▸ Extracted material:
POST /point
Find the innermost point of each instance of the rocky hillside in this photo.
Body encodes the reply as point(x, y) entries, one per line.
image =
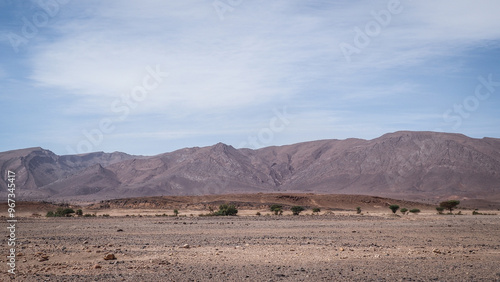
point(409, 165)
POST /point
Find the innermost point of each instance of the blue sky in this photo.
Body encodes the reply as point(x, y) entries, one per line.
point(147, 77)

▸ Work to do: Reproduce every line of the records above word for word, omitting the pictures.

▸ Solution for this exercise:
POST /point
Find the innermost point of each instance of the rocky hillside in this photo.
Body encodes the reply as point(x, y) entries, one per line.
image =
point(409, 165)
POST /point
Find the innermost point of each instance of the blue sky in this photo.
Body encodes the reply as point(x, y) entries, one per line.
point(147, 77)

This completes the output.